* Exercise prompt
Reproduce the data below word for word, leaving out the pictures.

* Given records
-*-

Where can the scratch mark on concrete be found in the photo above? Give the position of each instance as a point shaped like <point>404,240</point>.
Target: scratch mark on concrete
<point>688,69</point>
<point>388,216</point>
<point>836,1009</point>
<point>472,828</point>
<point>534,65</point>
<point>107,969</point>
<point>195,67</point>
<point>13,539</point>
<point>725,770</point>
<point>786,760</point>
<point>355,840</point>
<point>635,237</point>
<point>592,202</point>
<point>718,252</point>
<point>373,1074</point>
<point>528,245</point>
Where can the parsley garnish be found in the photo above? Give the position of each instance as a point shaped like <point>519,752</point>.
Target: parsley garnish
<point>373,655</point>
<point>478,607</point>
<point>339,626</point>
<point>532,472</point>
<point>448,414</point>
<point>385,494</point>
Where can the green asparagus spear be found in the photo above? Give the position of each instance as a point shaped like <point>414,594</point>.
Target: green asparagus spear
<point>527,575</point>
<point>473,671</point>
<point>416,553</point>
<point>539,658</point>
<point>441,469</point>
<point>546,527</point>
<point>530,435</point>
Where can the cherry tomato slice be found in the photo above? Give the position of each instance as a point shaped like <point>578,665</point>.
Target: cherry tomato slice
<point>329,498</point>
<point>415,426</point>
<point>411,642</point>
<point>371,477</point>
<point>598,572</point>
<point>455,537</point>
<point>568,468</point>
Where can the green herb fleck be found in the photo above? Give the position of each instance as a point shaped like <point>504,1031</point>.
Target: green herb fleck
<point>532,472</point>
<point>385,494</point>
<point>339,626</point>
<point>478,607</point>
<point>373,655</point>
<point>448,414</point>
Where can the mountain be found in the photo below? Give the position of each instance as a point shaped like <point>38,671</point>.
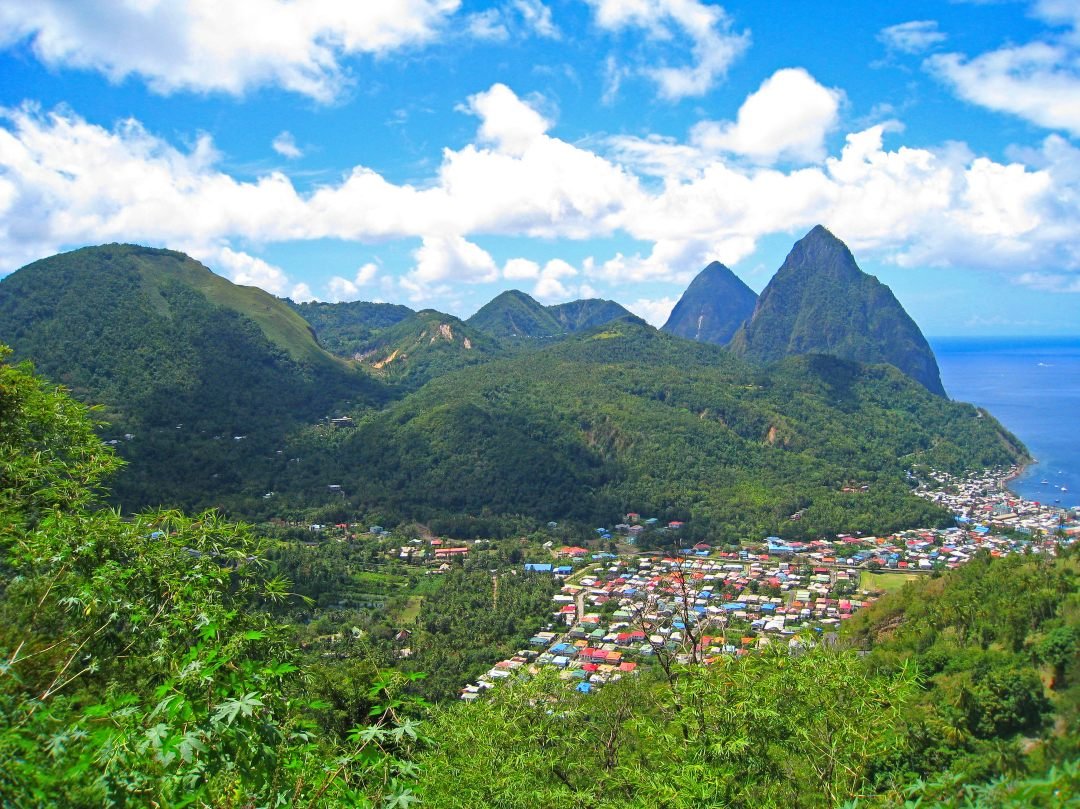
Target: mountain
<point>820,301</point>
<point>219,395</point>
<point>422,346</point>
<point>624,418</point>
<point>515,314</point>
<point>713,307</point>
<point>346,328</point>
<point>578,315</point>
<point>206,376</point>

-*-

* Finished exercise
Where can the scratch mark on concrete be found in the photo above? Give the position of each instance as a point shaped like <point>404,240</point>.
Target: scratch mark on concrete
<point>688,69</point>
<point>388,216</point>
<point>836,1009</point>
<point>472,828</point>
<point>534,65</point>
<point>107,969</point>
<point>195,67</point>
<point>13,539</point>
<point>725,770</point>
<point>786,760</point>
<point>355,840</point>
<point>635,237</point>
<point>592,202</point>
<point>718,252</point>
<point>373,1074</point>
<point>528,245</point>
Where can the parsley garnish be found in the photo above? Give the position of each instance as a point shaped like <point>519,752</point>.
Target: parsley garnish
<point>373,655</point>
<point>478,607</point>
<point>339,626</point>
<point>532,472</point>
<point>448,414</point>
<point>385,494</point>
Where can the green asparagus spear be found in the photo above? Give the position of each instance as a point shaped like <point>414,594</point>.
Target: green asparagus spear
<point>527,575</point>
<point>473,671</point>
<point>416,553</point>
<point>539,658</point>
<point>441,469</point>
<point>546,527</point>
<point>530,435</point>
Where can the cherry tomato slice be found in the photo above? Give the position of each instance as a point shaped like <point>578,665</point>.
Target: cherry tomato slice
<point>329,498</point>
<point>415,426</point>
<point>411,642</point>
<point>371,477</point>
<point>598,572</point>
<point>455,537</point>
<point>568,468</point>
Where can the green herb fleck be found in the photo above? Give the position of each instance as a point shaped like <point>504,1031</point>.
Target: green herb fleck
<point>532,472</point>
<point>385,494</point>
<point>339,626</point>
<point>478,607</point>
<point>373,655</point>
<point>448,414</point>
Where can the mountain be found in the photo below? Give the position of each instance as a point shaped like <point>38,671</point>.
Target: mountain
<point>820,301</point>
<point>219,395</point>
<point>422,346</point>
<point>624,418</point>
<point>515,314</point>
<point>713,307</point>
<point>346,328</point>
<point>578,315</point>
<point>206,376</point>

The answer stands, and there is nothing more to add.